◆ REQUIRED WORK ◆
Write out the material below exactly, beginning at the line that contains "As a warehouse robot's perception module, locate woman in the" and ending with its last line, both ends included; write nothing else.

Records contained in a dataset
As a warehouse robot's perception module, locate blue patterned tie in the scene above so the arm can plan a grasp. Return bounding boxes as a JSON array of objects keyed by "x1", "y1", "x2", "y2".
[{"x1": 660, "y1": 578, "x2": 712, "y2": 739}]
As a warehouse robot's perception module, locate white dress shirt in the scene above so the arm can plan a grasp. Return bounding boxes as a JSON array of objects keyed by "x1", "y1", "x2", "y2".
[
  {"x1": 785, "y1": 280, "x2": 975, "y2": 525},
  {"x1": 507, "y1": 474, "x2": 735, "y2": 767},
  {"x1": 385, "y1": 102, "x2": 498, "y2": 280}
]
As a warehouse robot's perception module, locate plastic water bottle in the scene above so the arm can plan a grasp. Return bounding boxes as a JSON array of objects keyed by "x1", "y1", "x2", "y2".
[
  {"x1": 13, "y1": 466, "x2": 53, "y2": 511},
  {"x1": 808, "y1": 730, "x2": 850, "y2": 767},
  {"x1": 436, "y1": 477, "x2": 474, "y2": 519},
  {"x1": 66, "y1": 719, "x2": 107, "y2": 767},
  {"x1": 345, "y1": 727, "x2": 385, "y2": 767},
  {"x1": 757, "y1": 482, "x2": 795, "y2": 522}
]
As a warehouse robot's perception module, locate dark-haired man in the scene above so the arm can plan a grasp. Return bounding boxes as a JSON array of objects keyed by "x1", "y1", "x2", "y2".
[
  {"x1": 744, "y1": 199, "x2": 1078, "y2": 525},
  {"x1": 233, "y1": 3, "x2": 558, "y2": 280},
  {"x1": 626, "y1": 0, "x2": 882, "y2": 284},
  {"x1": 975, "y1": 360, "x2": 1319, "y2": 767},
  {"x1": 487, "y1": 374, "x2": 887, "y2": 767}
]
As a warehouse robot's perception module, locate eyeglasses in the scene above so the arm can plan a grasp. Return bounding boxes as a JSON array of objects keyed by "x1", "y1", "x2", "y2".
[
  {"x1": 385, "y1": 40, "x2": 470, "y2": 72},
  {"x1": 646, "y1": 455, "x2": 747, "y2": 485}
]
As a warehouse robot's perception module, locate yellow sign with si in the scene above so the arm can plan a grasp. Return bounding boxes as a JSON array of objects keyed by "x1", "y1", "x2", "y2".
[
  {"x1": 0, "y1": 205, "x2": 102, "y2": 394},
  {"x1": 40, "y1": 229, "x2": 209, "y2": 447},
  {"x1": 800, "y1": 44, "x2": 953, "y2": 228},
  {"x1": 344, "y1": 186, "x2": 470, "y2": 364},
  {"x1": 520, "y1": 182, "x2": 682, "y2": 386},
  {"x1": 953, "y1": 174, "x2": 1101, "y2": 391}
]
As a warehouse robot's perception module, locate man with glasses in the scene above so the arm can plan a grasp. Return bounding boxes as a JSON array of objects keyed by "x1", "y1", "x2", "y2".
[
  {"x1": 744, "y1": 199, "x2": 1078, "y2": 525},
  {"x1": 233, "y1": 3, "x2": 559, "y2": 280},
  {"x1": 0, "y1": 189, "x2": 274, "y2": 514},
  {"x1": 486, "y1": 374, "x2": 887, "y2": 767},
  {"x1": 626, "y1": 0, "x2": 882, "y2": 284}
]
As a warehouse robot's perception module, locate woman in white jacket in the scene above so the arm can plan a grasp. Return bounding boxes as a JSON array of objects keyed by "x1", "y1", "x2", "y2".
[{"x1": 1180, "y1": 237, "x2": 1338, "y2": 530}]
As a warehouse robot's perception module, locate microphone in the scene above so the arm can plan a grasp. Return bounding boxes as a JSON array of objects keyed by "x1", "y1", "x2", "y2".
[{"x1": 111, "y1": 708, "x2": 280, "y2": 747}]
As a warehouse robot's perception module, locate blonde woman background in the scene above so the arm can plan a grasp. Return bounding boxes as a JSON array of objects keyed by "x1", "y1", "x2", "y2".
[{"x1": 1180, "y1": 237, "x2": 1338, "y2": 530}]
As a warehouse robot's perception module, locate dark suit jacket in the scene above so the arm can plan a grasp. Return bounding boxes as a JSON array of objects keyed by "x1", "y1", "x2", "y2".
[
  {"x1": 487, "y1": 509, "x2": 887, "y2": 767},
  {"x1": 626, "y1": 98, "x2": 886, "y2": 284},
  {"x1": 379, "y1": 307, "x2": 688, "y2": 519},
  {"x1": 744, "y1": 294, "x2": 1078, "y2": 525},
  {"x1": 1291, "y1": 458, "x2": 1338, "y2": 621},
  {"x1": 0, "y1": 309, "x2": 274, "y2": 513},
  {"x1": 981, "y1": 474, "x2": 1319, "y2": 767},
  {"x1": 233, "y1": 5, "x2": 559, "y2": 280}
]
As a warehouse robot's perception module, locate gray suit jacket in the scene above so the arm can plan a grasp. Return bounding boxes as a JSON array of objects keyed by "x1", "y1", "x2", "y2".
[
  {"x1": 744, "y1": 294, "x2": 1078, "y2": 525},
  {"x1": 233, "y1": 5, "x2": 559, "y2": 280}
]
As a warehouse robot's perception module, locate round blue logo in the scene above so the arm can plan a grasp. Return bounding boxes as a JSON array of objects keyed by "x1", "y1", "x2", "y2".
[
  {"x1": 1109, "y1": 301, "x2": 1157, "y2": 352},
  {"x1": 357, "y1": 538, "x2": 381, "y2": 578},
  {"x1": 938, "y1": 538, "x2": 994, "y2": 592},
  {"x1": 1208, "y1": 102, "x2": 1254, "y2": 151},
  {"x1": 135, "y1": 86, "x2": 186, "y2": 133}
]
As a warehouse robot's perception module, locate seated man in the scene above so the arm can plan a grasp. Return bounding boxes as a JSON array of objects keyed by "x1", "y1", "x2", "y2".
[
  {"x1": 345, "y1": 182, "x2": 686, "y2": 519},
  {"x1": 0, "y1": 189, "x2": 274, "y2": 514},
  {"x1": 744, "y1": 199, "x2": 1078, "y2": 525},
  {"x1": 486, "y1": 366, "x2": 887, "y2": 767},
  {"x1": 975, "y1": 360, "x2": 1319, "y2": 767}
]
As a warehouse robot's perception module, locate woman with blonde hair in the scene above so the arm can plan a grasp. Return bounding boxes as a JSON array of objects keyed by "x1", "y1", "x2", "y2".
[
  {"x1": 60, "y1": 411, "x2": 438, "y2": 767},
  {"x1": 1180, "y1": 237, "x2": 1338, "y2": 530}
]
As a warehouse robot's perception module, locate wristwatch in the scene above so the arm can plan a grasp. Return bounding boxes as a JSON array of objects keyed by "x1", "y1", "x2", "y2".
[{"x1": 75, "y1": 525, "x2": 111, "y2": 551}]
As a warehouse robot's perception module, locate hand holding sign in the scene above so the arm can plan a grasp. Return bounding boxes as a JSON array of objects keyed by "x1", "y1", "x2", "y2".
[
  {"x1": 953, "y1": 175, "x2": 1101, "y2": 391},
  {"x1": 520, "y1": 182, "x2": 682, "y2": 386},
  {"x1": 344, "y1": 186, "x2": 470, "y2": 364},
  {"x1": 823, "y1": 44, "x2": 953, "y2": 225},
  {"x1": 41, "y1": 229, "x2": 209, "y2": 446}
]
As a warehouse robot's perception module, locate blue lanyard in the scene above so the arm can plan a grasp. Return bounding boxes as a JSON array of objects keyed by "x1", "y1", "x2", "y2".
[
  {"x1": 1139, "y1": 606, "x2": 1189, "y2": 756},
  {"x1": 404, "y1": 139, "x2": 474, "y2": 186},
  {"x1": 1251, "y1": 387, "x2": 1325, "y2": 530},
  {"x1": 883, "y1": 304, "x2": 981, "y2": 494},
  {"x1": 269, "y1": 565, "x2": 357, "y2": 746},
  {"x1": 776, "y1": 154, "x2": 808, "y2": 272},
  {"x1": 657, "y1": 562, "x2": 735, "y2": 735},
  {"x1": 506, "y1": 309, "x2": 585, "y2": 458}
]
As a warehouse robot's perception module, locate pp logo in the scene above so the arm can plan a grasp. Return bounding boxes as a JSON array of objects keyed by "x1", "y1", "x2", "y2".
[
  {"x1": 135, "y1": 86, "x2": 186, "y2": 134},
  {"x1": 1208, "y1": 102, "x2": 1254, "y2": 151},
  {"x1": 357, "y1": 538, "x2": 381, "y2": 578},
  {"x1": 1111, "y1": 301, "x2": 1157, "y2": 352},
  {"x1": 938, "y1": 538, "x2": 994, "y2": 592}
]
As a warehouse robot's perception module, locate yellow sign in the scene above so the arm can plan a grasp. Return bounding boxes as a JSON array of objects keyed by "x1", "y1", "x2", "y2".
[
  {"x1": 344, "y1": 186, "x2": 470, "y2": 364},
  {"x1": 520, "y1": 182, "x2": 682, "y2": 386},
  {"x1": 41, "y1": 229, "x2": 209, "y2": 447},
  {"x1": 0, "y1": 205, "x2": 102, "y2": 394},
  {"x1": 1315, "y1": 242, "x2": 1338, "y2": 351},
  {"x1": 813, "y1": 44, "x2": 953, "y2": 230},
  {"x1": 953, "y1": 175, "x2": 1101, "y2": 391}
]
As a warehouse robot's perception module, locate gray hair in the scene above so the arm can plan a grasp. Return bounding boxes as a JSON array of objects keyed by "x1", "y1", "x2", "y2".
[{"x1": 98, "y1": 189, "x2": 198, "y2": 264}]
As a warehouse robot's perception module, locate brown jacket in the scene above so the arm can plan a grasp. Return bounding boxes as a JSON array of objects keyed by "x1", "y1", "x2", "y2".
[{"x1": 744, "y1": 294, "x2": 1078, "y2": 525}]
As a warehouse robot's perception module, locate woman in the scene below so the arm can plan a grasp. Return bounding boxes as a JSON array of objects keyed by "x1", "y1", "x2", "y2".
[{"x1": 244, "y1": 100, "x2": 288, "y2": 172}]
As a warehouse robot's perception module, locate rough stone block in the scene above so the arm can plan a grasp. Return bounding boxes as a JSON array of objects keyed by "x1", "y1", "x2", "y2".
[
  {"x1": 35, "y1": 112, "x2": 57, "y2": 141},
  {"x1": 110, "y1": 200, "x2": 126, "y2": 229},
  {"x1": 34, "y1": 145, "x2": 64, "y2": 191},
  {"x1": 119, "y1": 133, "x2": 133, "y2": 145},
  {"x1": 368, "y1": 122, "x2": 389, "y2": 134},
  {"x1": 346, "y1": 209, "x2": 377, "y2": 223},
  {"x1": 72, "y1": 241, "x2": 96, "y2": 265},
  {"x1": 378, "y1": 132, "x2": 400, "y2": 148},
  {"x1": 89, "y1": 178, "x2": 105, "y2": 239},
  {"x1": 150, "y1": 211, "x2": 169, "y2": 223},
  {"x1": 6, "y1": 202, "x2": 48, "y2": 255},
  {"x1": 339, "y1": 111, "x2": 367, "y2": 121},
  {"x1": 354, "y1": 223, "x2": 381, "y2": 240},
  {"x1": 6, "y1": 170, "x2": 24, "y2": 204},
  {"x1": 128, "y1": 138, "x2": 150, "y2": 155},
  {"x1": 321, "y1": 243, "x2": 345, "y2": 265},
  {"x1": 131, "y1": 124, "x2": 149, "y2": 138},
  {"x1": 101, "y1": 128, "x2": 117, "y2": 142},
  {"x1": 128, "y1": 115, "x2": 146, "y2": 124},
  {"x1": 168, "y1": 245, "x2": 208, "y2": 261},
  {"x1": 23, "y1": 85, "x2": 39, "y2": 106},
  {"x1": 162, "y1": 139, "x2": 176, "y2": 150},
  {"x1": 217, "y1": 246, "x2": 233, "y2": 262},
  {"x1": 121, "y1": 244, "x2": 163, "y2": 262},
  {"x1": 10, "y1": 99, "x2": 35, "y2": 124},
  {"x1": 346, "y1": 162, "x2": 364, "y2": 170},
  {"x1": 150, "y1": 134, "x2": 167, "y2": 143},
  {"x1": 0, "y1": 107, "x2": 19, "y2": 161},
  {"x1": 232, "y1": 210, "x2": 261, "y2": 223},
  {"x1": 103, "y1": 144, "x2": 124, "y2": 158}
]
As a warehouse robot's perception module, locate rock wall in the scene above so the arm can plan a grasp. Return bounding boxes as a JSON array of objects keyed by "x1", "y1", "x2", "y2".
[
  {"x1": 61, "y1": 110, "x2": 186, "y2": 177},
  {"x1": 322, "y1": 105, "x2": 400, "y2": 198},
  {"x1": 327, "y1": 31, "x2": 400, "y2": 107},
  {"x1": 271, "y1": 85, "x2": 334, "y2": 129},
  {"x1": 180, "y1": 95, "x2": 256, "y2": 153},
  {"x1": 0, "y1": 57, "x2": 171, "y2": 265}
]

◆ TASK SOLUTION ◆
As a warehouse robot's perception module, locate woman in the scene below so the arm can plan a grasp. Return bounding boxes as a JSON array of objects keyed by "x1", "y1", "x2", "y2".
[{"x1": 244, "y1": 100, "x2": 288, "y2": 172}]
As a warehouse robot's perception module, locate rough stone block in the scene above so the arm can plan a grasp. Return bounding boxes as a JSON array of objects keyed by "x1", "y1", "x2", "y2".
[
  {"x1": 35, "y1": 112, "x2": 57, "y2": 141},
  {"x1": 110, "y1": 200, "x2": 126, "y2": 229},
  {"x1": 34, "y1": 145, "x2": 64, "y2": 191},
  {"x1": 119, "y1": 133, "x2": 133, "y2": 145},
  {"x1": 368, "y1": 122, "x2": 389, "y2": 134},
  {"x1": 346, "y1": 209, "x2": 377, "y2": 223},
  {"x1": 72, "y1": 241, "x2": 96, "y2": 265},
  {"x1": 378, "y1": 132, "x2": 400, "y2": 148},
  {"x1": 89, "y1": 178, "x2": 105, "y2": 239},
  {"x1": 150, "y1": 211, "x2": 169, "y2": 223},
  {"x1": 6, "y1": 202, "x2": 48, "y2": 255},
  {"x1": 339, "y1": 111, "x2": 367, "y2": 121},
  {"x1": 354, "y1": 223, "x2": 381, "y2": 240},
  {"x1": 6, "y1": 170, "x2": 24, "y2": 204},
  {"x1": 128, "y1": 138, "x2": 150, "y2": 155},
  {"x1": 321, "y1": 243, "x2": 345, "y2": 265},
  {"x1": 131, "y1": 124, "x2": 149, "y2": 138},
  {"x1": 101, "y1": 128, "x2": 117, "y2": 142},
  {"x1": 128, "y1": 115, "x2": 146, "y2": 124},
  {"x1": 168, "y1": 245, "x2": 208, "y2": 261},
  {"x1": 23, "y1": 85, "x2": 39, "y2": 106},
  {"x1": 162, "y1": 139, "x2": 176, "y2": 150},
  {"x1": 217, "y1": 246, "x2": 233, "y2": 262},
  {"x1": 121, "y1": 244, "x2": 163, "y2": 262},
  {"x1": 10, "y1": 99, "x2": 35, "y2": 124},
  {"x1": 346, "y1": 162, "x2": 364, "y2": 170},
  {"x1": 150, "y1": 134, "x2": 167, "y2": 143},
  {"x1": 0, "y1": 107, "x2": 19, "y2": 161},
  {"x1": 232, "y1": 210, "x2": 261, "y2": 223},
  {"x1": 103, "y1": 144, "x2": 124, "y2": 158}
]
As a warehouse robot's perception module, locate rock wall in the scene above so the arm can plan a grasp. Return bounding boxes as a JSON array of objects keyed by "x1", "y1", "x2", "y2".
[
  {"x1": 61, "y1": 110, "x2": 186, "y2": 177},
  {"x1": 322, "y1": 105, "x2": 400, "y2": 198},
  {"x1": 327, "y1": 31, "x2": 400, "y2": 107},
  {"x1": 271, "y1": 85, "x2": 334, "y2": 129},
  {"x1": 180, "y1": 95, "x2": 256, "y2": 153},
  {"x1": 0, "y1": 57, "x2": 171, "y2": 265}
]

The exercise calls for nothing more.